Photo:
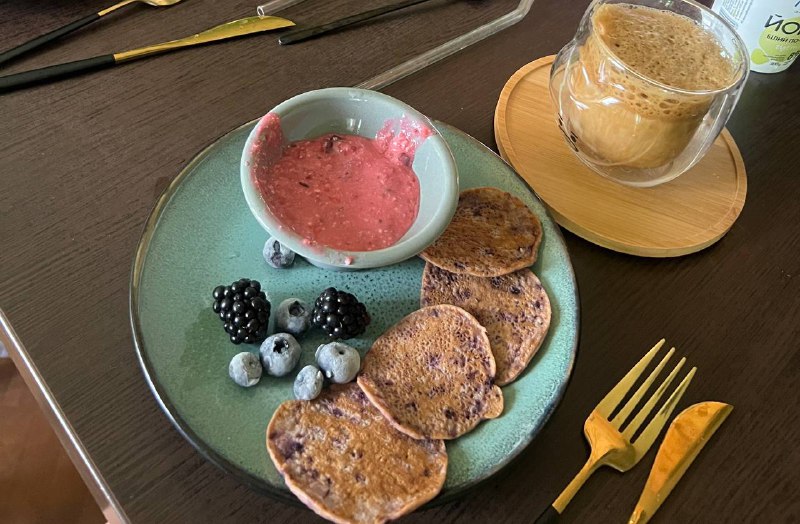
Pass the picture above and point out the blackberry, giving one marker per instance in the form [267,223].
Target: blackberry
[244,310]
[340,314]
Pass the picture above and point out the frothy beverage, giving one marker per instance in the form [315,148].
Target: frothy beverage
[641,85]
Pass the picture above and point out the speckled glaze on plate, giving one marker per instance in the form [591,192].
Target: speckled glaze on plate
[202,234]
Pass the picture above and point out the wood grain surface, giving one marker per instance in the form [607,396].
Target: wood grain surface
[83,161]
[674,219]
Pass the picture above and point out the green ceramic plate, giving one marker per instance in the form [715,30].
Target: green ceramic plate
[201,234]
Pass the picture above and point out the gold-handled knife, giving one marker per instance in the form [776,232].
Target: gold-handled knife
[685,437]
[237,28]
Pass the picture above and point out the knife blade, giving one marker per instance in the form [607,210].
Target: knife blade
[686,436]
[237,28]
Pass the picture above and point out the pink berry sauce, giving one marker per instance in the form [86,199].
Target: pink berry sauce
[342,191]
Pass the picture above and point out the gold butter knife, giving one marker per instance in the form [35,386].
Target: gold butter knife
[237,28]
[685,437]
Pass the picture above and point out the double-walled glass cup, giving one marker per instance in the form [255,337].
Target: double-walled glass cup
[628,126]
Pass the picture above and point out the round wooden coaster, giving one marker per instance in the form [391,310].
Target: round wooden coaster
[679,217]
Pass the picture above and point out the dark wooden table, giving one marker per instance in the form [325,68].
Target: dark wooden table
[83,161]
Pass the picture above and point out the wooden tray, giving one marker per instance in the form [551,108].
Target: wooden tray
[680,217]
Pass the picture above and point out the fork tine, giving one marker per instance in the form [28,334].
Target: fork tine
[652,430]
[634,400]
[651,402]
[610,401]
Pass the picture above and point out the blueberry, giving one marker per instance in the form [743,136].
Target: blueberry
[293,316]
[245,369]
[308,384]
[277,255]
[339,362]
[279,354]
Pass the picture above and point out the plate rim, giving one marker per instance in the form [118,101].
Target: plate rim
[253,482]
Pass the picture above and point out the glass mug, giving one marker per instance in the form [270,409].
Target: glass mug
[632,121]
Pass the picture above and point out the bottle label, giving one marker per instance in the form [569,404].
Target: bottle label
[770,30]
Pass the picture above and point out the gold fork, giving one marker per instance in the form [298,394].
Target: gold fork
[612,445]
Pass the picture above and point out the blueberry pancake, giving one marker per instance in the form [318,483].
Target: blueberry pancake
[514,309]
[493,233]
[343,459]
[432,374]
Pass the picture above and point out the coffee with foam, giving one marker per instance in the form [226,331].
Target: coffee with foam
[641,86]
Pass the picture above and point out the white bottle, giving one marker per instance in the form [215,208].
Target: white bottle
[770,30]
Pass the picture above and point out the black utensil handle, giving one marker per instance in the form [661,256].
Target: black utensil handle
[44,74]
[49,37]
[300,35]
[548,516]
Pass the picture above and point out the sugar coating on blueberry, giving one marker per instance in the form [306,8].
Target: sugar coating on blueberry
[308,384]
[245,369]
[280,354]
[339,362]
[277,255]
[293,316]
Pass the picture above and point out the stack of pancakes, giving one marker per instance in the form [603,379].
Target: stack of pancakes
[374,451]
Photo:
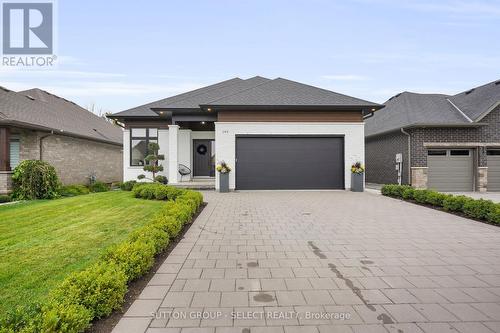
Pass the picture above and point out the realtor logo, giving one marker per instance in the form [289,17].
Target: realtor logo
[28,29]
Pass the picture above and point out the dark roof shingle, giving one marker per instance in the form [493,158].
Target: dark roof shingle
[412,109]
[476,102]
[283,92]
[256,91]
[40,109]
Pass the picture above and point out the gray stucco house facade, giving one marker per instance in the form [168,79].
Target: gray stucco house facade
[37,125]
[273,133]
[448,143]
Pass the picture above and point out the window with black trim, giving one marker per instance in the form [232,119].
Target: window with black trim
[459,152]
[139,141]
[436,152]
[493,152]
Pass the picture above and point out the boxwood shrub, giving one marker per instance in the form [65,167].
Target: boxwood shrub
[5,198]
[99,289]
[73,190]
[128,185]
[479,209]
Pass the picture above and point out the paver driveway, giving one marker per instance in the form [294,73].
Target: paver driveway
[324,262]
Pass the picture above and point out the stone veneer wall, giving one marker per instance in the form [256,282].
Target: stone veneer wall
[75,159]
[380,158]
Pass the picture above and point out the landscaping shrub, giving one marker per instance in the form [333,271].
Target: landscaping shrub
[478,209]
[98,186]
[128,185]
[134,258]
[100,288]
[420,196]
[168,224]
[153,234]
[73,190]
[63,317]
[161,179]
[393,190]
[157,191]
[408,193]
[494,214]
[34,179]
[454,203]
[435,198]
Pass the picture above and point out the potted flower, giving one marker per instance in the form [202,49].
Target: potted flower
[223,169]
[357,177]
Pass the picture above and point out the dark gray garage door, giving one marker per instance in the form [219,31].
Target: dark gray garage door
[493,170]
[289,162]
[450,170]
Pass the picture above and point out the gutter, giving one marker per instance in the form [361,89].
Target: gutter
[409,153]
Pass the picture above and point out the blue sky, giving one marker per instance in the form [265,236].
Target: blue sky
[120,54]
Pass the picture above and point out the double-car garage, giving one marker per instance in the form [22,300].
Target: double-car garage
[283,162]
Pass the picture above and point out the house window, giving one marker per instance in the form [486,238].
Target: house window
[139,141]
[14,151]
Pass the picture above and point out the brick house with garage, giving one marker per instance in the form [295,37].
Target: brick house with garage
[36,125]
[442,142]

= = = = =

Given problem = Reproduce the lines above without any change, beginning with the line that contains "Pass the picture above and point out the double-car" and continuing through the last line of the records.

Written response =
Pass the picture above and point out the double-car garage, giving one marker per instance in the form [22,300].
Target: double-car garage
[283,162]
Pass the picture above and point out the house window, giving one marker per instance in the form [486,238].
Target: house window
[139,141]
[14,151]
Pass the picture above and point out the brick house with garage, giving one marker per instance in the form [295,37].
Target: brick house with garage
[36,125]
[442,142]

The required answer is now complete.